● **Kutipan Teks**
▬▬▬▬▬▬

Apabila seorang presiden tidak mampu mengemban amanat untuk membawa kehidupan
bangsanya dari keterpurukan menuju kesejahteraan dan keadilan, maka janganlah
kita kembali memilih presiden atau pemimpin itu untuk kedua kalinya. Karena
itu, amanat adalah ringan dikatakan namun berat untuk dilaksanakan. Barang
siapa hanya bisa mengatakan namun tidak bisa melaksanakan, maka ia tidak layak
untuk dijadikan pemimpin.[9]
Pada dasarnya,
kepemimpinan itu adalah amanah yang membutuhkan karakter dan sifat-sifat
tertentu. Dengan karakter dan sifat tersebut seseorang akan dinilai layak untuk
memegang amanah kepemimpinan. Atas dasar itu, tidak semua orang mampu memikul
amanah kepemimpinan, kecuali bagi mereka yang memiliki sifat-sifat
kepemimpinan. Sifat-sifat kepemimpinan yang paling menonjol ada tiga.
Pertama,
al-quwwah (kuat). Seorang
pemimpin harus memiliki kekuatan ketika ia memegang amanah kepemimpinan.

▬▬▬▬▬▬

● **Data Tersedia**
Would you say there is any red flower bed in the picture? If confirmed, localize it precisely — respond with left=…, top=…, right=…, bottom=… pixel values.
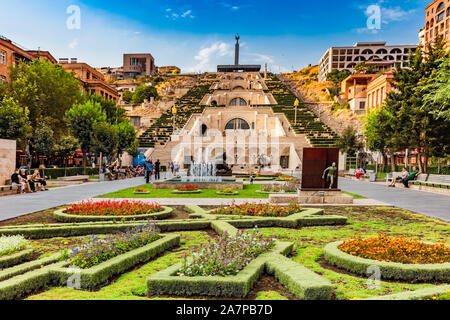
left=64, top=201, right=163, bottom=216
left=177, top=185, right=198, bottom=192
left=339, top=233, right=450, bottom=264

▬▬▬▬▬▬

● **Soal Latihan**
Tuliskan ulang kata demi kata bagian kutipan tentang kepemimpinan yang dimulai dengan "Apabila seorang presiden" dan berlanjut hingga "menonjol ada tiga.". Gunakan hanya kutipan tentang kepemimpinan sebagai dasar pengerjaan.

● **Jawaban Benar**
Apabila seorang presiden tidak mampu mengemban amanat untuk membawa kehidupan
bangsanya dari keterpurukan menuju kesejahteraan dan keadilan, maka janganlah
kita kembali memilih presiden atau pemimpin itu untuk kedua kalinya. Karena
itu, amanat adalah ringan dikatakan namun berat untuk dilaksanakan. Barang
siapa hanya bisa mengatakan namun tidak bisa melaksanakan, maka ia tidak layak
untuk dijadikan pemimpin.[9]
Pada dasarnya,
kepemimpinan itu adalah amanah yang membutuhkan karakter dan sifat-sifat
tertentu. Dengan karakter dan sifat tersebut seseorang akan dinilai layak untuk
memegang amanah kepemimpinan. Atas dasar itu, tidak semua orang mampu memikul
amanah kepemimpinan, kecuali bagi mereka yang memiliki sifat-sifat
kepemimpinan. Sifat-sifat kepemimpinan yang paling menonjol ada tiga.